- **Fragmento del texto**:
El EE.UU. de MacDonald, el de esta novela, es un universo atravesado por las contradicciones, el miedo, la violencia, la estupidez y la corrupción íntima de los ideales. La sociedad toda, reflejada en la prensa y, por extensión, en el público consumidor de periódicos y TV, el espectador voraz en vivo y en directo, es un muestreo fenomenal de imbecilidades, mediocridad y necia complacencia.

Hay un diagnóstico básico de enfermedad del cuerpo social, cuyo síntoma —en este caso— es la conducta anómala, imprevisible de un privilegiado hijo único de clase alta: Kirby Stassen. Diseminados casi irónicamente a lo largo del texto, se exponen todo tipo de teorías, puestas en distintas bocas —del mismo Kirby, del pedante Owen, del sarcástico Sandy Golden— para explicar o describir el horror, el monstruo en el Paraíso: la motivación nihilista existencial del principio, cuando arranca del campus universitario buscando un sentido luego de percibir la «nada» —así, en español— de Hemingway; el freudismo obvio, con sueño y todo, el odio al padre, el edipo galopante, la búsqueda de la mujer sustituta de la madre, la decepción final; los apuntes de psicología social de entrecasa; la teoría de la agresión en cadena expuesta por Golden; la clasificación de los tipos de inadaptados que esboza el mismo Kirby para explicar al grupo…

Palabras. En realidad, la metáfora reiterada que se utiliza para describir la infructuosa cacería —«un ciego que trata de atrapar una mosca a puñetazos»— o para calificar un intento de diálogo con Golden —«abatir una bandada de moscas con un trampolín»— servirían para gratificar la frustración mayor: encontrar una explicación, un sentido. Y nada tiene sentido.

O todo lo tiene. Y es el orden de azar, la casualidad, el cruce, las homologías imprevistas… La realidad es tan incomprensible como el Yo —según Stassen— y la ambigüedad puede encontrarse, por ejemplo, en las mujeres de la novela de MacDonald. Ubicadas en roles distintos, «buenas» y «malas», comparten una oscura incomprensibilidad.

- **Información registrada**:
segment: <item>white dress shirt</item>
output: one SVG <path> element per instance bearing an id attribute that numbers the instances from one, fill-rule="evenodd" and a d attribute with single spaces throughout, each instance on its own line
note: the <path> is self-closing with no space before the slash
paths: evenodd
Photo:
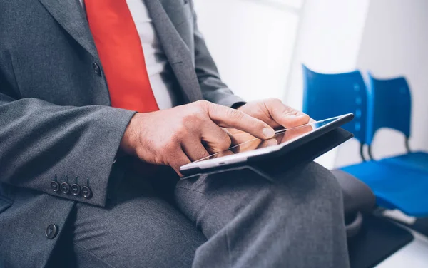
<path id="1" fill-rule="evenodd" d="M 84 7 L 84 0 L 80 1 Z M 126 4 L 140 36 L 146 67 L 158 106 L 160 110 L 174 107 L 178 103 L 173 91 L 173 74 L 146 4 L 143 0 L 126 0 Z"/>

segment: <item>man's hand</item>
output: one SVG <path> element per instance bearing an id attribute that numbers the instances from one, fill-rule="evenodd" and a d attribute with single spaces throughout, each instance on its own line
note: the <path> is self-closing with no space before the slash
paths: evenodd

- **Objetivo del ejercicio**: Di si cada afirmación coincide con el fragmento sobre la novela de MacDonald: (a) Kirby Stassen es hijo único de clase alta; (b) Owen expone la teoría de la agresión en cadena; (c) todas las mujeres de la novela ocupan el mismo rol. Responde sí o no y cita textualmente las palabras que lo deciden. Responde solo con lo que dice el texto.

- **Tarea resuelta**:
(a) Sí: “un privilegiado hijo único de clase alta: Kirby Stassen”.
(b) No: “la teoría de la agresión en cadena expuesta por Golden”.
(c) No: “Ubicadas en roles distintos, «buenas» y «malas», comparten una oscura incomprensibilidad”.